**SELECTED EXCERPT:**
The Imperial Deputation, originally entrusted with the compensation process but now reduced to a subordinate role, tended to be seen by the mediating Powers and the key German States as mere constitutional window dressing. This was demonstrated with the Franco-Prussian agreement of 23 May 1802 which, ignoring the Imperial Deputation that has not yet convened, stated that both the King of Prussia and the Prince of Orange-Nassau could take possession of the territories allotted to them immediately after ratification.[48] Two weeks later, the King issued a proclamation listing all the compensation territories awarded to Prussia but he waited until the first week of August 1802 before occupying the bishoprics of Paderborn and Hildesheim and its share of Münster, as well as the other territories that had been allotted to Prussia. The same month, Bavarian troops entered Bamberg and Würzburg a week after Elector Maximilian IV Joseph had written to their respective prince-bishops to inform them of the imminent occupation of their principalities.[49] During the autumn, Bavaria, Baden, Hesse-Darmstadt and Württemberg, and even Austria, proceeded to occupy the prince-bishoprics imperial abbeys and free imperial cities that had been allotted to them. Formal annexation and the establishment of a civil administration usually followed within a few weeks. Such haste was due in good part to the fear that the June plan might not be definitive and therefore it was thought safer to occupy the allotted territories and place everyone before a fait accompli. That strategy was not foolproof however and Bavaria, which had been in occupation of the bishopric of Eichstätt since September, was forced to evacuate it when the Franco-Austrian convention of 26 December 1802 reallocated most of Eichstätt to the Habsburg compensation package.[50] For their parts, the lesser princes and the counts, with little manpower and resources, generally had to wait until the Final Recess was issued before they could take possession of the territories — if any — that were awarded to them as compensation, usually a secularized abbey or one of the smaller imperial cities.

Approval and ratification of the Final Recess

First page of the Final Recess of February 1803

On 8 October 1802, the mediating Powers transmitted to the Deputation their second general compensation plan whose many modifications reflected the considerable number of claims, memoirs, petitions and observations they had received from all quarters. A third plan was transmitted in November and a final one in mid-February 1803. It served as the basis for the Final Recess that the Deputation issued at its 46th meeting on 25 February 1803.[51] The Imperial Diet approved it on 24 March and the Emperor ratified it on 27 April.[52] The Emperor however made a formal reservation with respect to the reallocation of seats and votes within the Imperial Diet. While he accepted the new ten-member College of Electors, which would for the first time have a Protestant majority,[53] he objected to the strong Protestant majority within the new College of Princes (77 Protestant vs 53 Catholic votes, plus 4 alternating votes), where traditionally the Emperor’s influence had been the most strongly felt, and he proposed religious parity instead.[54] Discussions regarding this matter were still ongoing when the Empire was dissolved in 1806.

**EXERCISE SET:**
1. Name every state that the passage on the Final Recess says occupied its allotted prince-bishoprics, imperial abbeys and free imperial cities during the autumn.
2. Proceed with the passage on the Final Recess, starting right after its final sentence.
The lines that come after this text have no connection to it.

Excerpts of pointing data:
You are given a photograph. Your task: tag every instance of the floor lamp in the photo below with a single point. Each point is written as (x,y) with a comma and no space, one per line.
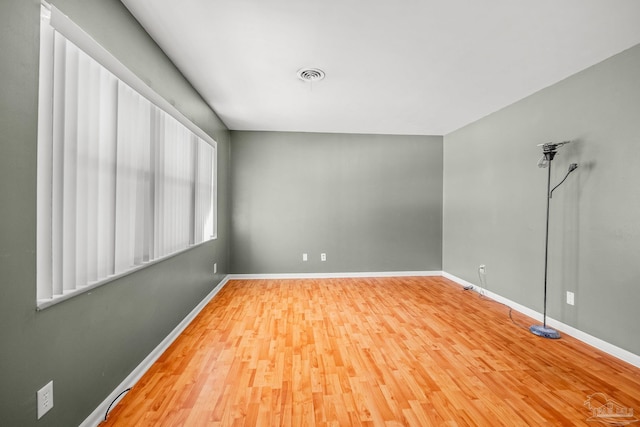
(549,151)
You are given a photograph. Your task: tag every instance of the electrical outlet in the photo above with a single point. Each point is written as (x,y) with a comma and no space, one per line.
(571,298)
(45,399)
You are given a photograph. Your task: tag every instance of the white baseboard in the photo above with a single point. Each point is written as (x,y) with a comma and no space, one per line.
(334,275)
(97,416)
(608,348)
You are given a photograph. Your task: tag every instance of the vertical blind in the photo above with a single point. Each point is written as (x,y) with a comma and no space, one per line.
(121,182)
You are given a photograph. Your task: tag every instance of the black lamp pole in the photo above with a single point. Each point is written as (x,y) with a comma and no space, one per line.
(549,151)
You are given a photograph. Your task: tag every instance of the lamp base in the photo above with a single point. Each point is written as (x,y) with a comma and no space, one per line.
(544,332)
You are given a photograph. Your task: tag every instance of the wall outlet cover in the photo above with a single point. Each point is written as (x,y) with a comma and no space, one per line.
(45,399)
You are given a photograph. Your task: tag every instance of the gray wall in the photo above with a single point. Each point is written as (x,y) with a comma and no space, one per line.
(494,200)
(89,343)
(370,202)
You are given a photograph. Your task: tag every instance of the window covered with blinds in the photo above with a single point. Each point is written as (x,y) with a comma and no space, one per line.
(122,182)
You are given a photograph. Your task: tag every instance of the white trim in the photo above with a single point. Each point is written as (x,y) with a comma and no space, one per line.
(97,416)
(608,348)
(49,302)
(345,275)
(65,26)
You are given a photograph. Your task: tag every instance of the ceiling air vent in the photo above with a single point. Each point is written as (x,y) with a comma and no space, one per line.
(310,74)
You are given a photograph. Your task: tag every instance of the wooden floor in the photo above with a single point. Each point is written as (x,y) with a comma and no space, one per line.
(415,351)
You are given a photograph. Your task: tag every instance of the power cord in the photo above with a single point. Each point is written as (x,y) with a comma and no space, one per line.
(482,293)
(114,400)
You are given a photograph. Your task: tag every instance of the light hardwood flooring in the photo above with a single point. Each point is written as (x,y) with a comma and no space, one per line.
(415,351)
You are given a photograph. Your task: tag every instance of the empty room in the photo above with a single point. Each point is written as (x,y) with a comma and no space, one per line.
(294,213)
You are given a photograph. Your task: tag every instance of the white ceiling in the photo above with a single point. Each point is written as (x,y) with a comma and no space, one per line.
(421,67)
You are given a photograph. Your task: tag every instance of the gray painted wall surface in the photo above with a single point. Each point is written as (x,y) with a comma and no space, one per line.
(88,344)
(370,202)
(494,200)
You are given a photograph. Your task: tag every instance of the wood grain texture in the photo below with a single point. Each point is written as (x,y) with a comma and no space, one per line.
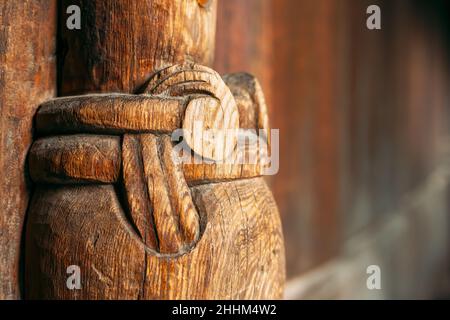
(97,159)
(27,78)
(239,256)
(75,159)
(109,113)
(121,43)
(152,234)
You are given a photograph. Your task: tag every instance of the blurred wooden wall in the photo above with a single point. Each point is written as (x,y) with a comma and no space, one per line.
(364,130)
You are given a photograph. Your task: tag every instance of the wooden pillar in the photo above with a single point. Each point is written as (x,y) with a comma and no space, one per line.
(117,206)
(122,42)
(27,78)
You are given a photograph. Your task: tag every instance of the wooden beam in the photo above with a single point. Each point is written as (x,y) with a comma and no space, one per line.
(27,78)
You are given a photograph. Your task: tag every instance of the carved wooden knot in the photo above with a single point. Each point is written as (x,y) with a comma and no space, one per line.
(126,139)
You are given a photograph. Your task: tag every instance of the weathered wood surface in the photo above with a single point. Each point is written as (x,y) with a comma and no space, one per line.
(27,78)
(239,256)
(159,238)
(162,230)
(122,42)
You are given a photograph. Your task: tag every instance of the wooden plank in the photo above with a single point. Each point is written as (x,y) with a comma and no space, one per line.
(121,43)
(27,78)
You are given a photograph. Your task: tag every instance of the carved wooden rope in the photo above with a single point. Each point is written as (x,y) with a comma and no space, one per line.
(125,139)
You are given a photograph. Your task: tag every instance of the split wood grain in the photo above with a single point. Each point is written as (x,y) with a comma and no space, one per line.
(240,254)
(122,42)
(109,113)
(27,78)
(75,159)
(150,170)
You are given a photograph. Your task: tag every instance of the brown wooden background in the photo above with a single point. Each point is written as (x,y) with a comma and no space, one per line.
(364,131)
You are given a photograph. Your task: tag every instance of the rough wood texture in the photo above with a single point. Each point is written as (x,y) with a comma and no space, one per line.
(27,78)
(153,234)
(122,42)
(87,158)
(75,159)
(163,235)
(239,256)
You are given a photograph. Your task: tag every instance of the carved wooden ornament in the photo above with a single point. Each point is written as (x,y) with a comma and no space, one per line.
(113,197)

**WRITTEN ANSWERS:**
1. Bavaria, Baden, Hesse-Darmstadt, Württemberg and Austria

2.
Consequences

End of the ecclesiastical principalities

Expulsion of the prince-bishop of Trient in popular imagery

Under the terms of the Final Recess, all the ecclesiastical principalities – archbishoprics, bishoprics and abbeys – were dissolved except for the Archbishopric-Electorate of Mainz, the Teutonic Order and the Order of Malta. Archbishop Karl Theodor von Dalberg of Mainz had salvaged his Electorate by convincing Bonaparte that his position as Imperial Archchancellor was essential to the functioning of the Empire. As much of his Electorate, including the cathedral city of Mainz, has been annexed by France, the archbishopric was translated to Regensburg and augmented with some remnants of the Electorate east of the Rhine, and Wetzlar. Dalberg, who was confirmed as Elector and Imperial Archchancellor and gained the new title of Primate of Germany, was to prove a constant and useful ally of Napoleon during the coming years.[55][56] In addition, under the dogged insistence of the Emperor, the Teutonic Order, whose Grand Master was generally an Austrian archduke, as well as the Knights of St John (Knights of Malta), were also spared and their scattered small domains were augmented with several nearby abbeys. The intent here was to provide livings for some of the 700 noble members of the cathedral chapters whose property and estates had been expropriated when the prince-bishoprics were secularized.[57][58] Some prince-bishoprics were transferred whole to a new owner while others, such as Münster, Trier, Cologne, Würzburg, Augsburg, Freising, Eichstätt, Passau and Constance, were either split between two or several new owners or had some districts or exclaves allotted to different new owners. The substantial property and estates of the bishoprics’ cathedral chapters were also expropriated.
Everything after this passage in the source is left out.